> [TASK REQUIREMENTS]:
Extract every line below that contains the string "outdoor", and copy each one in full.

> [RECORD EXCERPTS]:
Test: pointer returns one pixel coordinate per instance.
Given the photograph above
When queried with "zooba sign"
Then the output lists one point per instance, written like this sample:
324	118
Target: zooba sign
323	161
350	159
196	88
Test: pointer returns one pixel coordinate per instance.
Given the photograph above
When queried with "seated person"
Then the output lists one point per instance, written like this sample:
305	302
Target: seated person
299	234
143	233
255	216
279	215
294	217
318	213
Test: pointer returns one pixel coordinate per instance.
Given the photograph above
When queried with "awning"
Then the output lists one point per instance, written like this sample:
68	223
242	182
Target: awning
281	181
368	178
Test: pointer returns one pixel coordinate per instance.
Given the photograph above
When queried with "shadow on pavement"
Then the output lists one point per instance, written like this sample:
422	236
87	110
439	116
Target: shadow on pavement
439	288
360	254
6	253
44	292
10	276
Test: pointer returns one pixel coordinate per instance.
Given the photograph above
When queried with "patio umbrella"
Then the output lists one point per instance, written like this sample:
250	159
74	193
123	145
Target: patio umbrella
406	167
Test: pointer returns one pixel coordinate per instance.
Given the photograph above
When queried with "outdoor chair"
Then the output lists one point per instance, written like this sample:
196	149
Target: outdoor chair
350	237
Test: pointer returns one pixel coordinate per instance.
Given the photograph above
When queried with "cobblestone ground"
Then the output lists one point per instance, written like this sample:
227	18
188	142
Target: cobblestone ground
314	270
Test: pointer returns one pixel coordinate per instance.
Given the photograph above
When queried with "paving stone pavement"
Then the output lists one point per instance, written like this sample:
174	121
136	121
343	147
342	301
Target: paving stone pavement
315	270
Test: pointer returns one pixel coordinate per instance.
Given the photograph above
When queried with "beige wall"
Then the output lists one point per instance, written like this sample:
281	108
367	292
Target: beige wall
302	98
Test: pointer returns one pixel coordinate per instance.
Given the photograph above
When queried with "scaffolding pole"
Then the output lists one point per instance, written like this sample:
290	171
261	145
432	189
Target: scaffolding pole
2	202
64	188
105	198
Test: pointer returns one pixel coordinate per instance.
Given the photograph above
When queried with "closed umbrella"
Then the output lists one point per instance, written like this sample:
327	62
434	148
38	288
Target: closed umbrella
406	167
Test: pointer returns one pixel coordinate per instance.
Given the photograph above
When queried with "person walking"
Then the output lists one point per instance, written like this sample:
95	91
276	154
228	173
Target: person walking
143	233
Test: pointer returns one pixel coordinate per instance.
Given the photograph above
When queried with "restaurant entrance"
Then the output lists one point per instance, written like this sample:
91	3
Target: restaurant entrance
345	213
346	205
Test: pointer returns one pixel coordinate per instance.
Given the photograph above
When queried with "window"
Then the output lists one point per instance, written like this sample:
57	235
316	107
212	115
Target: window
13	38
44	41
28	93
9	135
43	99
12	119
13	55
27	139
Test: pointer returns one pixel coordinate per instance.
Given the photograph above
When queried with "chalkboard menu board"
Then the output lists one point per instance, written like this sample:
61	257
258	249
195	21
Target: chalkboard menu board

> [RESULT BELOW]:
When queried with "outdoor chair"
Target: outdoor chair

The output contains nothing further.